**Written problem 1:** In the binary tree serialization notes, what does the preorder solution write when it comes to None?

**Source extract:**
Framework Thinking - Neetcode 150 - Serialize and Deserialize Binary Tree

Here is solutions for Serialize and Deserialize Binary Tree.

1. Understand the problem

You are given a binary tree. You must:

Serialize it: convert the tree into a string.
Deserialize it: convert that string back into the same original tree structure.

2. Clarify constraints, asks 4 - 5 questions including edge cases.

Can node values be negative or large?

Yes — assume any 32-bit integer.

Can the tree be empty?

Yes — root = None must be handled.

Is the tree guaranteed to be a BST?

No — it’s a general binary tree.

Do we control the output format of serialization?

Yes — we can design any format.

Do duplicate values appear?

Yes — so structure matters, not just values.

3. Explore examples.

Example 1:

Serialization:

"1,2,#,#,3,4,#,#,5,#,#"

Example 2:

Serialization:

"1,#,#"

Example 3:

None

Serialization:

"#"

4. Brainstorm 2 - 3 solutions, naive solution first and optimize later. Explain the key idea of each solution.

4.1. Solution 1 — Preorder DFS with Null Markers (Most Common) - Time O(N), Space O(N)

Key Idea
- Use preorder traversal (Node → Left → Right):
- When you see a real node → write its value.
- When you see None → write a special marker like “#”.
Time: O(N).
Space: O(N).

4.2. Solution 2 - Level Order (BFS) Serialization - Time O(N), Space: O(N)

1,2,3,#,#,4,5

Time: O(N).
Space: O(N).

4.3. Solution 3 - Optimize for BST - Time O(N), Space O(N) but do not need to store NULL

A Binary Search Tree has the strict rule:

left subtree < root < right subtree

So in a BST:
- Preorder traversal = root is always the first value
- All following values smaller than root must belong to the left subtree
- All larger values must belong to the right subtree
- Do not need to store NULL but you can reorder it by value.
Time: O(N).
Space O(N).

5. Implement solutions.

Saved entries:

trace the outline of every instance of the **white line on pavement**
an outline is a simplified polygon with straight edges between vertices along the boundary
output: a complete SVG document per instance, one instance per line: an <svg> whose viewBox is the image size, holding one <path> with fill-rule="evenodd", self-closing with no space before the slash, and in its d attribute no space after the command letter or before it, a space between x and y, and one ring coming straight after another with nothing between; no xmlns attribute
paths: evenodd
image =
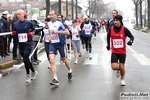
<svg viewBox="0 0 150 100"><path fill-rule="evenodd" d="M141 65L150 65L150 59L147 58L144 54L133 54L133 56Z"/></svg>
<svg viewBox="0 0 150 100"><path fill-rule="evenodd" d="M83 65L97 65L98 63L98 54L92 54L92 59L86 58Z"/></svg>
<svg viewBox="0 0 150 100"><path fill-rule="evenodd" d="M134 54L136 54L136 52L129 46L127 46Z"/></svg>

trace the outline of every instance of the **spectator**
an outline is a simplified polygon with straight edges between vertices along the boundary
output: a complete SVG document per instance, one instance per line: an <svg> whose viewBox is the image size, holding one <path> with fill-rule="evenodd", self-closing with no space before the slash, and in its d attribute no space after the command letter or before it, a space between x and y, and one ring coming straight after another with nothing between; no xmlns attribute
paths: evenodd
<svg viewBox="0 0 150 100"><path fill-rule="evenodd" d="M10 32L10 29L9 29L9 25L8 25L8 21L7 21L7 15L8 15L8 11L4 11L2 13L2 17L1 17L1 28L2 28L2 33L4 32ZM7 53L7 38L8 38L8 35L4 35L2 37L2 45L3 45L3 55L5 56L10 56L8 53Z"/></svg>
<svg viewBox="0 0 150 100"><path fill-rule="evenodd" d="M9 16L9 17L8 17L8 24L9 24L9 29L10 29L10 31L12 31L12 19L13 19L12 16ZM11 40L12 40L12 35L10 34L9 37L8 37L8 45L7 45L7 51L8 51L8 53L11 53L11 52L12 52L12 51L10 50L10 43L11 43Z"/></svg>
<svg viewBox="0 0 150 100"><path fill-rule="evenodd" d="M12 30L14 30L14 23L18 21L17 14L15 13L12 20ZM18 60L17 57L17 48L18 48L18 36L13 36L13 60Z"/></svg>

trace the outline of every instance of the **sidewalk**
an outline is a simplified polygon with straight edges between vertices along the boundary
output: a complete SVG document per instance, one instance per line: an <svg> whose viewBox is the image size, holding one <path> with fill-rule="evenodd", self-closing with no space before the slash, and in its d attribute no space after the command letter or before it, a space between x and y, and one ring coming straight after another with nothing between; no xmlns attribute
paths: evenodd
<svg viewBox="0 0 150 100"><path fill-rule="evenodd" d="M10 48L12 51L13 43L11 43ZM38 53L42 52L43 50L44 50L44 43L42 42L42 43L39 43L39 45L38 45ZM12 53L9 53L9 54L10 54L10 56L5 56L4 58L2 58L0 56L0 70L22 62L21 60L20 61L13 60Z"/></svg>

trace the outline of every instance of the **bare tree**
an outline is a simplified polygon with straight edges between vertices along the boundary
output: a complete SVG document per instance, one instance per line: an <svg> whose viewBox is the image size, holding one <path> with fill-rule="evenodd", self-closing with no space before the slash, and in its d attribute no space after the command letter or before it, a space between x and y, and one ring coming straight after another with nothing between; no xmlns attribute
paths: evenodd
<svg viewBox="0 0 150 100"><path fill-rule="evenodd" d="M50 0L46 0L46 17L49 15L50 11Z"/></svg>
<svg viewBox="0 0 150 100"><path fill-rule="evenodd" d="M148 29L150 29L150 0L147 0L148 4Z"/></svg>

**Written problem 2:** Copy the listing word for word, starting at the line that has "trace the outline of every instance of the **sidewalk**" and continuing through the last line of the listing.

**Task solution 1:** A special marker like "#".

**Task solution 2:**
trace the outline of every instance of the **sidewalk**
an outline is a simplified polygon with straight edges between vertices along the boundary
output: a complete SVG document per instance, one instance per line: an <svg> whose viewBox is the image size, holding one <path> with fill-rule="evenodd", self-closing with no space before the slash, and in its d attribute no space after the command letter or before it, a space between x and y, and one ring coming straight after another with nothing between; no xmlns attribute
paths: evenodd
<svg viewBox="0 0 150 100"><path fill-rule="evenodd" d="M10 48L12 51L13 43L11 43ZM38 53L42 52L43 50L44 50L44 43L42 42L42 43L39 43L39 45L38 45ZM12 53L9 53L9 54L10 54L10 56L5 56L4 58L2 58L0 56L0 70L22 62L21 60L20 61L13 60Z"/></svg>

trace the outline of every instance of the **bare tree**
an outline is a simplified polygon with straight edges between vertices along the boundary
output: a complete SVG document per instance, one instance per line: an <svg> whose viewBox is the image size, holding one <path> with fill-rule="evenodd", self-closing with no space before the slash, and in its d attribute no space after the command letter or before it, a space between x and y, and one ring coming straight after another with nothing between; no xmlns attribute
paths: evenodd
<svg viewBox="0 0 150 100"><path fill-rule="evenodd" d="M50 0L46 0L46 17L49 15L50 11Z"/></svg>
<svg viewBox="0 0 150 100"><path fill-rule="evenodd" d="M148 29L150 29L150 0L147 0L148 4Z"/></svg>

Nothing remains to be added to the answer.